>> START
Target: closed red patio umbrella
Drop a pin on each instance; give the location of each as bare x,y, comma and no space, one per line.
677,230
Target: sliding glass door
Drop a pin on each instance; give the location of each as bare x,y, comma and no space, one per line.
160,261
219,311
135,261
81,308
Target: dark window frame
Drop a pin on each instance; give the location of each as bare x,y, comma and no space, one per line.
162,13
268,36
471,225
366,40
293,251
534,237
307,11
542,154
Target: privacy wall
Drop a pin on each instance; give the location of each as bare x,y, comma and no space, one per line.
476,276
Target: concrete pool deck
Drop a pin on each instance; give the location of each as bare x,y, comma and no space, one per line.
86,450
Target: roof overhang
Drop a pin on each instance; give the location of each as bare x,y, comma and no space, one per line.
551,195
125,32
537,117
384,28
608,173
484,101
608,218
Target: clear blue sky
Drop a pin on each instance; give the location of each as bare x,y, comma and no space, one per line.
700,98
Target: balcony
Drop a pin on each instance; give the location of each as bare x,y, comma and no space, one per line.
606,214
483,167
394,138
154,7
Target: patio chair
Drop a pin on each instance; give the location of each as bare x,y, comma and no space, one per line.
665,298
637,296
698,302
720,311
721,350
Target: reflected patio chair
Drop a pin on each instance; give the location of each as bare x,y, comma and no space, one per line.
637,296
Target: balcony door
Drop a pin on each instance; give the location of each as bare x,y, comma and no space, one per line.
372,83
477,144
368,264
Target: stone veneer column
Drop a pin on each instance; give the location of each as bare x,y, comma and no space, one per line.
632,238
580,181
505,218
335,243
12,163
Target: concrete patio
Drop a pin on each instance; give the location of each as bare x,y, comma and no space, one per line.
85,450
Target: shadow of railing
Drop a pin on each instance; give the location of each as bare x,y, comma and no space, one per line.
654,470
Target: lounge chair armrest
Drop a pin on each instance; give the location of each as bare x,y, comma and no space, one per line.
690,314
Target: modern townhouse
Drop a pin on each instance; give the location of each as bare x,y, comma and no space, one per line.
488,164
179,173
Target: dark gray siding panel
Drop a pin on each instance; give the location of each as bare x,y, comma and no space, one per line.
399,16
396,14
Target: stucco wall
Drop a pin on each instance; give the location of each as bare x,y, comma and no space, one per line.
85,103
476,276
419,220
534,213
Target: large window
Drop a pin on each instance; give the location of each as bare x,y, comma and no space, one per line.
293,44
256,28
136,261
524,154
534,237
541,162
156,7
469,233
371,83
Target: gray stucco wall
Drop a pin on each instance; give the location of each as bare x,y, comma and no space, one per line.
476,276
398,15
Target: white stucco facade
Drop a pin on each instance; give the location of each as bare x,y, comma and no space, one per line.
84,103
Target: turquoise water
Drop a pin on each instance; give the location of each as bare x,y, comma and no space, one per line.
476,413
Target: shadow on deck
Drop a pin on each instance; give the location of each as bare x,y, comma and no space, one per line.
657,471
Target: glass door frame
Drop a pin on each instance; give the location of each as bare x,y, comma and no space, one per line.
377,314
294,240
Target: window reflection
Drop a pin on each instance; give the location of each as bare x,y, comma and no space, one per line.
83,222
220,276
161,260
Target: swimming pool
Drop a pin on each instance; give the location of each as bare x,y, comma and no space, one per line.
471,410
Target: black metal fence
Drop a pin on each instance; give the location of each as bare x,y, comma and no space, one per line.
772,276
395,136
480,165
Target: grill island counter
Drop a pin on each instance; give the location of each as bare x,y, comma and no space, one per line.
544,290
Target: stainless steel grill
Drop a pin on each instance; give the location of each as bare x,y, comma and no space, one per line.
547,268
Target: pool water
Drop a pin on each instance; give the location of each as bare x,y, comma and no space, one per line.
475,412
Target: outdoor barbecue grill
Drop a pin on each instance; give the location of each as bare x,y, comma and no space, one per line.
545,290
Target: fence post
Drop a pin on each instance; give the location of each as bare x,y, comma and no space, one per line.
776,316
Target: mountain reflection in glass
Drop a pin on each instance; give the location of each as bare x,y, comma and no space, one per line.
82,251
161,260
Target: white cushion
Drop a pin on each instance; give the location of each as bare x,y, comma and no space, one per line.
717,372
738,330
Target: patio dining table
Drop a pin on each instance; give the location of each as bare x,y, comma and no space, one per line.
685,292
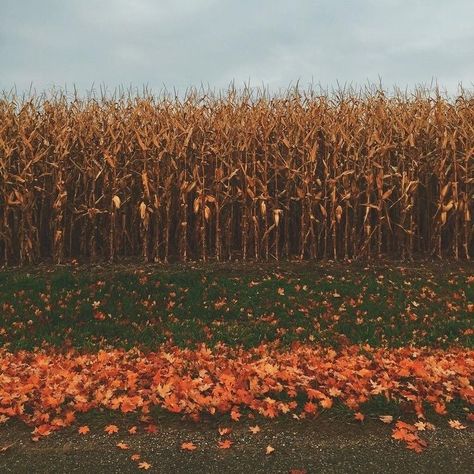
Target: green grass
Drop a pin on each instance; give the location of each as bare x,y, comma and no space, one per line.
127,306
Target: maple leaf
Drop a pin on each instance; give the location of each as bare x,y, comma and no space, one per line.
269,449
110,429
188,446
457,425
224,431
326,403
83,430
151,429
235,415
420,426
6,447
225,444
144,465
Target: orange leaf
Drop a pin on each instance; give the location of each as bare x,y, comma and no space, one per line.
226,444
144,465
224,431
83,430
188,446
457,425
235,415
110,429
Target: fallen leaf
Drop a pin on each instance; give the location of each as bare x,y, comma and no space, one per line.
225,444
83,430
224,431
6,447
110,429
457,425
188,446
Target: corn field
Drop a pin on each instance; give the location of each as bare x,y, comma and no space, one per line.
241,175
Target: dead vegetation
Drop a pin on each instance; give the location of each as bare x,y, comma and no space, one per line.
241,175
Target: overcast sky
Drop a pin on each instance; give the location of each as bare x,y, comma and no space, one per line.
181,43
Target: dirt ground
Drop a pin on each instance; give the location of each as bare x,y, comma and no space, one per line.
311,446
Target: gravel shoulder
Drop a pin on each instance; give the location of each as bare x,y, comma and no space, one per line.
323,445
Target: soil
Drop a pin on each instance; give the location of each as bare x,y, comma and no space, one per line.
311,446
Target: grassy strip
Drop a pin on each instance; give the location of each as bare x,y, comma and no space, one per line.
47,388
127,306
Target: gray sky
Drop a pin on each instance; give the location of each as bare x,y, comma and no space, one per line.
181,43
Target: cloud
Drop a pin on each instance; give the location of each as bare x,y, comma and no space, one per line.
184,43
>> END
WHAT IS BEING ASKED: Above are records with pictures; repeat the records exactly and leave the pictures out.

RESPONSE:
Target: closed red patio umbrella
Drop a pin on each instance; give the location of each as bare x,y, comma and no space, one per line.
677,230
Target: sliding glass door
Drop a pin on each instance; give the location of each as bare x,y, comma and no space, one per line.
160,261
219,311
135,261
81,308
Target: dark window frame
Drop a pin on each instance; give the location of each as bare x,y, comma and no space, one per line.
162,13
268,36
471,225
366,40
293,251
534,237
307,11
542,154
Target: privacy wall
Drop a pin on each instance; give the location of each as bare x,y, comma and no space, one per line.
476,276
Target: concrete pool deck
Drop a pin on each instance; give the location of each as bare x,y, comma and no space, one per line.
86,450
Target: roof overhang
Drop a pin on each instance; give the location of each as bare x,y, comma and no space, one per line.
551,195
125,32
537,117
384,28
608,173
484,101
608,218
Target: clear blue sky
Drop a pin on each instance; give the location of each as bare x,y, comma and no space, one per line.
700,98
Target: balcony
Drop a pin on each instance; give the location of each as bare x,y, comma and no space, one per line.
606,214
483,167
394,138
154,7
Target: patio chair
Drop a pin on each instance; give the location of each as bare x,y, comma and no space, one per line.
665,298
637,296
698,302
720,311
721,350
Target: reflected patio chair
Drop a pin on each instance; give the location of each as bare x,y, comma and no space, one per line.
637,296
Target: balcony door
Drop a pin on each instance; give the location of each as bare x,y, comma and no space, one per line.
372,83
477,144
368,264
Target: stone veneer column
Drop a pin on each instance; give the location of each as bare x,y, comma and no space, one per line.
632,238
580,181
505,218
335,243
12,163
Target: concrete patio
Drop a pin on each instance; give the location of each as bare x,y, comma and no space, one per line.
85,450
Target: shadow of railing
Drop a pin on each instance; give the location of each as bare x,y, comma and no space, one per line.
654,470
Target: lounge chair armrest
Drop a pin on each instance; give the location of each as bare x,y, comma and no space, one per line.
690,314
Target: modern townhouse
Drop a pin on each instance; give the location of each as bare x,y, comma and no space, one per line.
488,164
179,173
Target: dark gray siding panel
Drop a pin on each instance; give the location of each as bare x,y, comma and no space, one per line.
399,16
396,14
Target: stucco wall
Drop a pin on each instance; give the location of each as bare x,y, comma and no space, one per line.
85,103
476,276
419,220
534,213
Target: large window
Drop a pin on each instance; give the location of each as bare x,y, comma and no space, one per line.
293,44
256,28
136,261
524,154
534,237
541,162
156,7
469,233
371,83
Target: gray stucco wall
Drop a pin on each instance; give the location of each as bare x,y, comma and no space, one per line.
476,276
398,15
Target: white stucco facade
Drop a pin on each instance; give the location of each as bare x,y, comma and no space, one per line.
84,103
Target: turquoise water
Drop a pin on each instance; give the location of each as bare x,y, comma and no space, one per line.
476,413
Target: shadow on deck
Drop a pin on each instance; give the location of each as bare x,y, comma and no space, one per line.
657,471
Target: glass door frame
Drop a pin on each instance; give the location of each as bare x,y, comma and no space, one per line.
377,314
294,240
Target: window reflection
Drop a pin on each instance; give the location of each as bare x,y, comma and no space, one per line.
83,222
220,276
161,260
Target: swimming pool
Drop a pin on each instance; give the location of each as bare x,y, comma and no space, one per line.
471,410
Target: black metal fence
Drop a pin on each instance; give the location of each as bare x,y, comma and no space, one per line.
772,276
395,136
480,165
Target: grill island counter
Drop a pin on each instance; give the location of each as bare x,y, comma and no space, one per line.
544,290
Target: stainless steel grill
Drop a pin on each instance; give the location of each as bare x,y, comma and no space, one per line.
547,268
Target: pool water
Drop a pin on each instance; give the location of each as bare x,y, comma and no space, one per line.
475,412
Target: outdoor barbecue grill
Drop a pin on each instance; give the location of each as bare x,y, comma and no space, one per line.
545,290
Target: fence post
Drop a pin on each instance; give the location of each as bare x,y, comma and no space, one per line.
776,316
Target: mountain reflection in glass
Drop a pin on each instance; give the location of each as bare x,y, comma and no space, one per line.
82,251
161,260
Target: white cushion
Drop a pin on each instance; give the location of each as bare x,y, comma and no space, one per line.
717,372
738,330
Target: patio dining table
Drop a pin on each instance; give the location of each as bare x,y, comma and no space, one per line.
685,292
Target: green grass
Drop a pin on each instance; give the location of each as bare x,y, comma and no space, one per line.
127,306
Target: maple leaf
Drop a pin on each instance; give the location of each as bare x,y, comma and no space, one per line.
269,449
110,429
188,446
457,425
224,431
326,403
83,430
151,429
235,415
420,426
6,447
225,444
144,465
Target: orange leaf
Drop a pin on each instance; give the location of each as bare x,y, comma and no space, one per line.
226,444
144,465
224,431
83,430
188,446
457,425
235,415
110,429
Target: fallen leaf
Drop a pin on each instance; give the location of each as bare x,y, comma and no space, one per line.
225,444
83,430
224,431
6,447
110,429
457,425
188,446
Target: corn field
Drop a pin on each instance; give the location of each as bare x,y, comma and no space, one per line.
241,175
Target: dead vegetation
Drop a pin on each instance; give the location of each as bare x,y, comma and no space, one per line.
241,175
Target: overcast sky
Drop a pin on each instance; give the location of each as bare x,y, comma and no space, one per line.
181,43
Target: dirt ground
Drop a pin on each instance; give the location of each as bare x,y, comma and no space, one per line.
311,446
Target: gravel shoulder
Drop a pin on each instance; give the location of each as bare x,y, comma and no space, one per line.
323,445
Target: soil
Drop a pin on each instance; give the location of each as bare x,y, comma and no space, one per line.
311,446
Target: grassy strip
Drop a pin on each instance; give the location of each as bare x,y, comma and no space, one per line.
47,388
127,306
Target: gray sky
Drop a pin on each instance; give the location of each as bare x,y, comma and no space, one per line.
181,43
Target: cloud
Drop a pin on each instance; give the location of each as bare x,y, comma and no space, one per line.
184,43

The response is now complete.